_Your instructions_:
Recast everything below from the line containing "Put a point on every instance of the palm frond" down to the line containing "x=367, y=190", both ends included, as a Markdown table with the columns Row and Data line. Give one numbered row per line and omit blank lines.

_Entries provided_:
■ ■ ■ ■ ■

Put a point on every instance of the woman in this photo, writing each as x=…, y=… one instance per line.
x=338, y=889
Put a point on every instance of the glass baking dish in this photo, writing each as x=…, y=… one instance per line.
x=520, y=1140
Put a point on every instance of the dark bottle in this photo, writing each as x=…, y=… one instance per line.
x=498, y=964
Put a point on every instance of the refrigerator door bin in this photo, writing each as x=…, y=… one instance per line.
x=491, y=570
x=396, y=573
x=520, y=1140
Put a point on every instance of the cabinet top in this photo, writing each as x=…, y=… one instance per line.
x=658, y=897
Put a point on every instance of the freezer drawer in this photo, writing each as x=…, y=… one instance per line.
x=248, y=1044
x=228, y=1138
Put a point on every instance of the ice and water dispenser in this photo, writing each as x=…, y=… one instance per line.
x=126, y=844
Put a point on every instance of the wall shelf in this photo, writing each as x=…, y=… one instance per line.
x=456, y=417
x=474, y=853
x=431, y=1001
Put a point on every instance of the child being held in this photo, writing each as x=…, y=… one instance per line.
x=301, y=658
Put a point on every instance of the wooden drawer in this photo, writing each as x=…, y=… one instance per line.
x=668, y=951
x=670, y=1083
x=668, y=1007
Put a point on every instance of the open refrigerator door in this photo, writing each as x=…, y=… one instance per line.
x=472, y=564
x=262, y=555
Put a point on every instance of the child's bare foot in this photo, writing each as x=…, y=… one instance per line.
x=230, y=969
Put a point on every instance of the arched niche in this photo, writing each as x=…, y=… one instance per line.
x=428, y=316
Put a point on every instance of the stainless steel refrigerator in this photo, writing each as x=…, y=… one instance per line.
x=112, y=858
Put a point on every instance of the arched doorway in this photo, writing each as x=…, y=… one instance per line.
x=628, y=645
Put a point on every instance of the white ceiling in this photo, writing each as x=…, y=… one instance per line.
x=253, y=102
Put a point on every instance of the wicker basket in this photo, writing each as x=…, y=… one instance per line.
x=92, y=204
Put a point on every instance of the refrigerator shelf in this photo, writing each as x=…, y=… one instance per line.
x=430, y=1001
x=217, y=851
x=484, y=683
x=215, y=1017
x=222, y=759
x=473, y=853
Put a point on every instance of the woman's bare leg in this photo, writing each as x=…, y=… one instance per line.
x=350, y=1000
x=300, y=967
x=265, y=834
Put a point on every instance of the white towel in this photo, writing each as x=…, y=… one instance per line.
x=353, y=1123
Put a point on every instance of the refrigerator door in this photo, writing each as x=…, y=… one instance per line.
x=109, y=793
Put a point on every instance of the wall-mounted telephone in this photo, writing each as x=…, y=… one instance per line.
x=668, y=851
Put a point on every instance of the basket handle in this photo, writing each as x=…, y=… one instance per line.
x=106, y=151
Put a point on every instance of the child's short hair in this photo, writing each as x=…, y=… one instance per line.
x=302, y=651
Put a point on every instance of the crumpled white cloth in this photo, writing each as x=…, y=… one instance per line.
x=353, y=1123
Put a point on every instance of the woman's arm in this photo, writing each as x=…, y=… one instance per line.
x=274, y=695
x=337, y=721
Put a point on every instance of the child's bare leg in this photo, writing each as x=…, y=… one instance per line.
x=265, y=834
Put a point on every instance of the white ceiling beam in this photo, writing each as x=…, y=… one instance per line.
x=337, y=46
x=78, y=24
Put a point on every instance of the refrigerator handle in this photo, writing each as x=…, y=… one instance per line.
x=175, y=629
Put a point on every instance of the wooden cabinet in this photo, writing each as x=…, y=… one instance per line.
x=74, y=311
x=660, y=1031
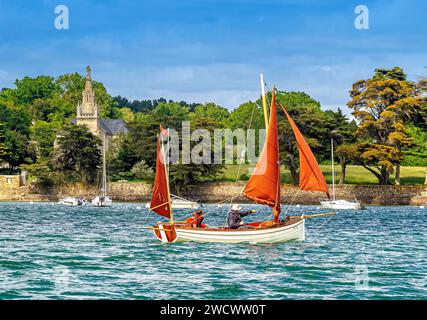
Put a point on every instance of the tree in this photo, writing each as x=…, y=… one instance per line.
x=16, y=149
x=382, y=105
x=170, y=114
x=248, y=115
x=184, y=177
x=29, y=89
x=345, y=153
x=43, y=134
x=211, y=111
x=307, y=115
x=343, y=132
x=78, y=152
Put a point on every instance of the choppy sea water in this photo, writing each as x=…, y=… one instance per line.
x=49, y=251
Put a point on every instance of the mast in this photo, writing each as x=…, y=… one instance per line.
x=333, y=169
x=104, y=171
x=264, y=101
x=167, y=175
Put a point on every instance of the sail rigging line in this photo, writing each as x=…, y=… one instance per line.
x=317, y=229
x=292, y=201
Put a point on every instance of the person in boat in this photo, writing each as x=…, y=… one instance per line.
x=235, y=216
x=196, y=220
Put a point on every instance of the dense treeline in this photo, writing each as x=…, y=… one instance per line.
x=389, y=129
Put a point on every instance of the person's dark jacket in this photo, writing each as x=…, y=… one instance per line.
x=235, y=217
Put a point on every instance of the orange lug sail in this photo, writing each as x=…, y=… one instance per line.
x=264, y=185
x=160, y=197
x=311, y=177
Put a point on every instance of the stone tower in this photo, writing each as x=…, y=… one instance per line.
x=87, y=111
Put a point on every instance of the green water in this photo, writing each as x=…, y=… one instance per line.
x=52, y=252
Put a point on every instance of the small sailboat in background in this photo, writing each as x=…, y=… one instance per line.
x=102, y=199
x=72, y=201
x=180, y=203
x=263, y=188
x=333, y=203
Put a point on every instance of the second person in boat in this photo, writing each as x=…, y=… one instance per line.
x=235, y=216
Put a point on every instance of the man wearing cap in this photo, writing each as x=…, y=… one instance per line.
x=235, y=216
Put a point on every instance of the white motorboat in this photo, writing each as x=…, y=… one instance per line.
x=102, y=201
x=71, y=201
x=333, y=203
x=340, y=204
x=180, y=203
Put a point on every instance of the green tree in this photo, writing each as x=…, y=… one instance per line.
x=43, y=134
x=78, y=152
x=248, y=115
x=170, y=114
x=382, y=106
x=16, y=145
x=29, y=89
x=343, y=132
x=307, y=115
x=212, y=111
x=184, y=177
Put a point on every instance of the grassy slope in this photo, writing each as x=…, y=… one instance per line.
x=355, y=174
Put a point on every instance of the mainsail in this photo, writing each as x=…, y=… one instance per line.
x=160, y=199
x=263, y=186
x=311, y=177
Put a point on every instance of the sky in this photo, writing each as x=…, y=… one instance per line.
x=213, y=51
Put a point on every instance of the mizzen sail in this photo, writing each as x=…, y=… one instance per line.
x=160, y=199
x=311, y=177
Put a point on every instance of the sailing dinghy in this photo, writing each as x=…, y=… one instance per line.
x=339, y=204
x=263, y=188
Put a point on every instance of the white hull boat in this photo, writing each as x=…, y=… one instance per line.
x=180, y=204
x=290, y=230
x=333, y=203
x=70, y=201
x=340, y=205
x=263, y=187
x=102, y=201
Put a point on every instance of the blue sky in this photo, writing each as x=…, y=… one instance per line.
x=201, y=51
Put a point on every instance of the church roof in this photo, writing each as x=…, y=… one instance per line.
x=110, y=126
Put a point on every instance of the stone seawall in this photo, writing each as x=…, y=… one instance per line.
x=220, y=191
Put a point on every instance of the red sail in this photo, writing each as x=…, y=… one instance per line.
x=310, y=175
x=160, y=196
x=264, y=185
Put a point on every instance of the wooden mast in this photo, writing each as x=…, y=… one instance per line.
x=167, y=175
x=264, y=101
x=333, y=169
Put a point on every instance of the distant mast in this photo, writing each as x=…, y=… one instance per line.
x=333, y=169
x=264, y=101
x=104, y=171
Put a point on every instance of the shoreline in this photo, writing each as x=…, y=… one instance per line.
x=215, y=192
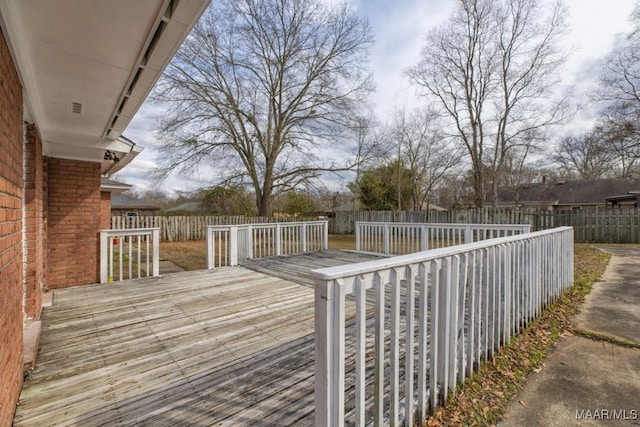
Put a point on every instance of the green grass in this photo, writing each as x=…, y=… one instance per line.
x=484, y=397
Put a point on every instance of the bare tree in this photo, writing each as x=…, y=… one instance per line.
x=584, y=156
x=260, y=88
x=424, y=150
x=619, y=93
x=491, y=67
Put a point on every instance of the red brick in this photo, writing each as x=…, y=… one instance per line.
x=11, y=328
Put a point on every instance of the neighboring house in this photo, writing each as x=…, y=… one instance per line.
x=72, y=76
x=566, y=195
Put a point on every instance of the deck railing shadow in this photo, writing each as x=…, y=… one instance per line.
x=449, y=310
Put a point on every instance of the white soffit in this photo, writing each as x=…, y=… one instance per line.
x=87, y=65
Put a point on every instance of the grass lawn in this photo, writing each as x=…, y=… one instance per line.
x=484, y=397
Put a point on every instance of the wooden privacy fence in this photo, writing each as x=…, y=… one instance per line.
x=404, y=238
x=229, y=244
x=592, y=225
x=449, y=309
x=129, y=254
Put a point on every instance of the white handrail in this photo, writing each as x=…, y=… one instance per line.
x=401, y=238
x=453, y=307
x=136, y=250
x=229, y=244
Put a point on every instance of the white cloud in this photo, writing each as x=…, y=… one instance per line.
x=399, y=27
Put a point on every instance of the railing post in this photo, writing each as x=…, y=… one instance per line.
x=324, y=350
x=277, y=241
x=249, y=242
x=386, y=238
x=233, y=246
x=303, y=237
x=209, y=239
x=325, y=243
x=155, y=235
x=104, y=255
x=424, y=243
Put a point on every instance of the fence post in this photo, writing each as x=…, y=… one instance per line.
x=233, y=245
x=156, y=251
x=277, y=241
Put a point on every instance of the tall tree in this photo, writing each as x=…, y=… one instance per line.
x=491, y=67
x=426, y=153
x=584, y=156
x=260, y=86
x=384, y=188
x=619, y=93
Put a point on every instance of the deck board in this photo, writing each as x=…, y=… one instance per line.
x=232, y=346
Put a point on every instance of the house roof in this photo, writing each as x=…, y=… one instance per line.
x=122, y=201
x=560, y=192
x=113, y=187
x=86, y=67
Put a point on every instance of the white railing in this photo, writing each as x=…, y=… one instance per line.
x=229, y=244
x=129, y=254
x=404, y=238
x=449, y=309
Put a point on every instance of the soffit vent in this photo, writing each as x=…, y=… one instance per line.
x=76, y=107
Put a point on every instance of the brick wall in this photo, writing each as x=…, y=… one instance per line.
x=73, y=224
x=11, y=184
x=105, y=210
x=35, y=223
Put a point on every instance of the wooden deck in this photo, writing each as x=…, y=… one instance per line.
x=230, y=346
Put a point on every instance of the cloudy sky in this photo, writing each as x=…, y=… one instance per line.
x=399, y=26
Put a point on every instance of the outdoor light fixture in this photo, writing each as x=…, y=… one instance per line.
x=111, y=157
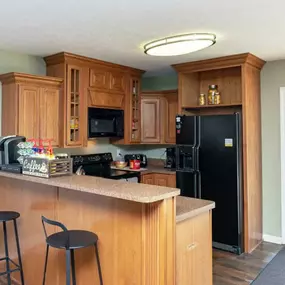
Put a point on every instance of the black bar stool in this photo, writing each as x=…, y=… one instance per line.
x=70, y=240
x=7, y=217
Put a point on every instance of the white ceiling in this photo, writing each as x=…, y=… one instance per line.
x=116, y=30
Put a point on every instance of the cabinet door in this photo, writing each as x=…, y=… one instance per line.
x=49, y=115
x=29, y=116
x=150, y=120
x=194, y=251
x=99, y=78
x=161, y=180
x=117, y=81
x=171, y=109
x=75, y=107
x=172, y=180
x=148, y=179
x=105, y=100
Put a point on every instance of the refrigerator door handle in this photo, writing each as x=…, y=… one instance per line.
x=197, y=151
x=199, y=185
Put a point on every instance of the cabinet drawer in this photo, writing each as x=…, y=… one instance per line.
x=99, y=78
x=103, y=99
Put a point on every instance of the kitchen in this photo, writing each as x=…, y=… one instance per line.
x=150, y=118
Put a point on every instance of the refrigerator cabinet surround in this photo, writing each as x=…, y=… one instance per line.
x=210, y=168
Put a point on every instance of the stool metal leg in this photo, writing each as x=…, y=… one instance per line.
x=46, y=260
x=73, y=267
x=98, y=264
x=67, y=254
x=19, y=252
x=6, y=253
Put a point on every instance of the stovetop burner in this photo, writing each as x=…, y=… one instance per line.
x=100, y=165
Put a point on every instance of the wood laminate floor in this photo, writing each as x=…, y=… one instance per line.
x=231, y=269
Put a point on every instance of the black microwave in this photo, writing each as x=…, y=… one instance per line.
x=105, y=123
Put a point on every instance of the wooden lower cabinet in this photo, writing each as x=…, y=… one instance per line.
x=194, y=251
x=159, y=179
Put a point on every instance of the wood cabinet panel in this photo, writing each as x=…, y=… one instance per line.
x=99, y=78
x=103, y=99
x=117, y=81
x=50, y=124
x=171, y=110
x=29, y=115
x=150, y=117
x=194, y=251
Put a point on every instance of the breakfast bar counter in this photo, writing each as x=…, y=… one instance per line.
x=136, y=225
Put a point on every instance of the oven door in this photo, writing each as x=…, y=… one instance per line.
x=105, y=123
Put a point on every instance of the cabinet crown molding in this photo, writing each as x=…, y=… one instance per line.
x=16, y=77
x=220, y=62
x=66, y=56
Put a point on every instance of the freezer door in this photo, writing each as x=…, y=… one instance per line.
x=186, y=130
x=220, y=168
x=187, y=183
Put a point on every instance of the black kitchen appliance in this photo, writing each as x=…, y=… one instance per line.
x=105, y=123
x=170, y=161
x=100, y=165
x=141, y=157
x=9, y=152
x=208, y=166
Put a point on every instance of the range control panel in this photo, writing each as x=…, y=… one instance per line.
x=92, y=158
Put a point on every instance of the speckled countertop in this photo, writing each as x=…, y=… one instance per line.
x=141, y=193
x=187, y=208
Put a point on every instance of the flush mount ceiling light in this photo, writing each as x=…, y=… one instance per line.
x=181, y=44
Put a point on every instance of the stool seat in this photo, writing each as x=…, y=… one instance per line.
x=6, y=216
x=72, y=239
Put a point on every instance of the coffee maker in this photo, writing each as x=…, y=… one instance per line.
x=8, y=150
x=170, y=162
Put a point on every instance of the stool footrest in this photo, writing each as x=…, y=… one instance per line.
x=18, y=268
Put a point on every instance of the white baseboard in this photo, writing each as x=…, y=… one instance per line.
x=272, y=239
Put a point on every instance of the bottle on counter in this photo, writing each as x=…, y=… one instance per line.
x=217, y=100
x=202, y=99
x=211, y=94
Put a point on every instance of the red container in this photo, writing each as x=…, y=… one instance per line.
x=135, y=164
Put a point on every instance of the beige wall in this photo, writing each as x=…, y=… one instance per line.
x=272, y=78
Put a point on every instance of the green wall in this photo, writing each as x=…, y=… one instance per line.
x=166, y=82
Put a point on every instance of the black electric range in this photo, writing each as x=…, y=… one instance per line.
x=100, y=165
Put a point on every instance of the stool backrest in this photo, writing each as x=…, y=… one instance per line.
x=53, y=223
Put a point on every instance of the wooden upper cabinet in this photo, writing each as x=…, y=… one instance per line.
x=38, y=100
x=50, y=122
x=105, y=100
x=117, y=81
x=150, y=120
x=171, y=110
x=159, y=110
x=29, y=113
x=76, y=110
x=99, y=78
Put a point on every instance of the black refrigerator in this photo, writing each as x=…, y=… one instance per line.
x=209, y=166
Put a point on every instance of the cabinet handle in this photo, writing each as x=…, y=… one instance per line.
x=191, y=246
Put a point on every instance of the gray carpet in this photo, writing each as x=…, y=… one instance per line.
x=274, y=272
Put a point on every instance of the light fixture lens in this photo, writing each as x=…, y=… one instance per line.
x=179, y=45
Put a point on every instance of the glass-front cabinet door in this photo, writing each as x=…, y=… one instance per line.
x=74, y=106
x=135, y=110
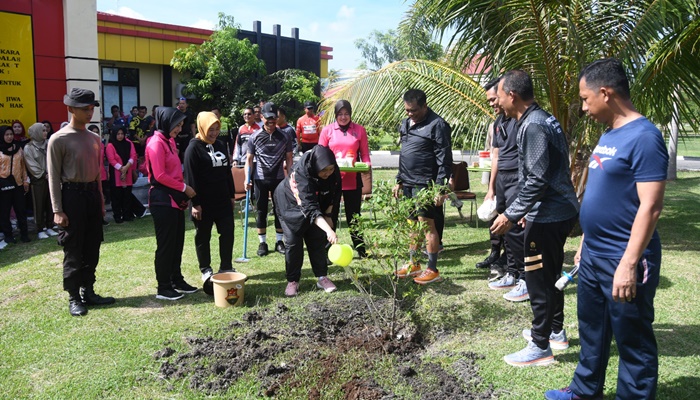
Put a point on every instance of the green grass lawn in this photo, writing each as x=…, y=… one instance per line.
x=689, y=146
x=45, y=353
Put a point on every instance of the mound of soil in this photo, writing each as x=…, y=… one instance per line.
x=276, y=343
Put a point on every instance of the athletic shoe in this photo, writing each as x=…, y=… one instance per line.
x=408, y=269
x=168, y=294
x=76, y=307
x=427, y=276
x=279, y=247
x=507, y=282
x=531, y=355
x=492, y=258
x=292, y=288
x=518, y=293
x=557, y=341
x=567, y=394
x=207, y=284
x=325, y=284
x=262, y=249
x=440, y=249
x=184, y=287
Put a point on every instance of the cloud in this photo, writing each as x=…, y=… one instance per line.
x=127, y=12
x=346, y=12
x=204, y=24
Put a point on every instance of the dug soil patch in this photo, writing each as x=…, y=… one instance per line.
x=329, y=347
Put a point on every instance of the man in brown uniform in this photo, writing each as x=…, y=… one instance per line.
x=74, y=164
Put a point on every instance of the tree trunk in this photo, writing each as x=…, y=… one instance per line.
x=673, y=145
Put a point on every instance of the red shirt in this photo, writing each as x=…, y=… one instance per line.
x=308, y=129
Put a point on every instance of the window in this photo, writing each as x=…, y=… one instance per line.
x=120, y=86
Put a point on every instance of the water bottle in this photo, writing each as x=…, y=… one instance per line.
x=567, y=277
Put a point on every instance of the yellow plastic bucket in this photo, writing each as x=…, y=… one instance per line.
x=229, y=288
x=340, y=254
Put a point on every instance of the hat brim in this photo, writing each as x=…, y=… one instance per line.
x=72, y=103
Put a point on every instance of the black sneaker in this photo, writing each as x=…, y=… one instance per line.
x=492, y=258
x=76, y=307
x=184, y=287
x=207, y=284
x=168, y=294
x=262, y=249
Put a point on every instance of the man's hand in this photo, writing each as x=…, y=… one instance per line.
x=501, y=225
x=60, y=219
x=625, y=282
x=396, y=191
x=331, y=237
x=489, y=195
x=197, y=212
x=189, y=191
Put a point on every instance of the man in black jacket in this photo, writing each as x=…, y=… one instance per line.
x=547, y=207
x=425, y=159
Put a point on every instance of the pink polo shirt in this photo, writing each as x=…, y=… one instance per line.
x=354, y=141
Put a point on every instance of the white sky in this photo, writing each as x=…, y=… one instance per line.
x=332, y=24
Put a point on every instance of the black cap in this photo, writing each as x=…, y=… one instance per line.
x=269, y=110
x=80, y=98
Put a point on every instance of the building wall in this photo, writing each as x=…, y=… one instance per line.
x=48, y=59
x=80, y=44
x=71, y=41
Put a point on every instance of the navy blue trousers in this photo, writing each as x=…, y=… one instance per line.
x=630, y=322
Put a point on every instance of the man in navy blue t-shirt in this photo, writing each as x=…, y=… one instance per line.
x=620, y=253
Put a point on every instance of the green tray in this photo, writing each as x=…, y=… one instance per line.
x=354, y=169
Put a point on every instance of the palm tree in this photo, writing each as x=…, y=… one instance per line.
x=658, y=41
x=376, y=98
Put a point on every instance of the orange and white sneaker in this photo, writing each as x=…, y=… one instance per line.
x=427, y=276
x=408, y=269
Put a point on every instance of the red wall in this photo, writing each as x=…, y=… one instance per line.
x=49, y=55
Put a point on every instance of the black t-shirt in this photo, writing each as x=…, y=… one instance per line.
x=506, y=139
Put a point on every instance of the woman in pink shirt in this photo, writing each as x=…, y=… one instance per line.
x=348, y=141
x=168, y=197
x=121, y=155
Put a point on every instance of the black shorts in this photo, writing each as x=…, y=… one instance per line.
x=429, y=211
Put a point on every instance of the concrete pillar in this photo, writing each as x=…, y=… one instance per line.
x=80, y=27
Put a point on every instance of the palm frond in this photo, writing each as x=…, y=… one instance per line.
x=376, y=98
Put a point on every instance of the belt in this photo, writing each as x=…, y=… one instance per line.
x=84, y=186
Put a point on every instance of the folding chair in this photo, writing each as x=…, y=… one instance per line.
x=239, y=186
x=460, y=181
x=367, y=190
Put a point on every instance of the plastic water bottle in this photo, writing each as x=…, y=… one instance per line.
x=566, y=278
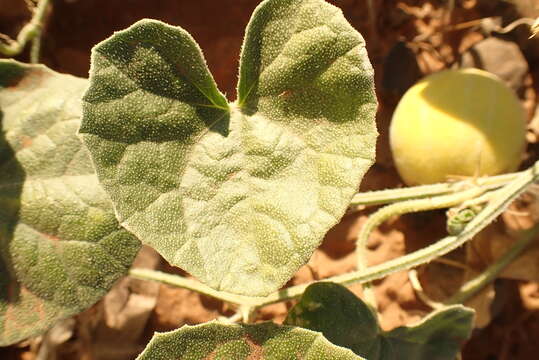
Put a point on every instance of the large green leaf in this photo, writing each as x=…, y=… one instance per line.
x=242, y=342
x=61, y=247
x=237, y=194
x=347, y=321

■ ■ ■ ■ ■

_Result for this exercise_:
| Row | Data line |
|---|---|
| 1 | Put a point on every instance of the palm frond in this photo, writing each as x=…, y=… one instance per line. |
| 2 | x=376, y=98 |
| 3 | Put a point on every instance of the belt in this photo, writing each as x=…, y=… one instance per line. |
| 4 | x=84, y=186 |
| 5 | Put a point on every instance of the folding chair in this photo, writing each as x=…, y=… one instance per line. |
| 6 | x=239, y=186 |
| 7 | x=460, y=181 |
| 8 | x=367, y=190 |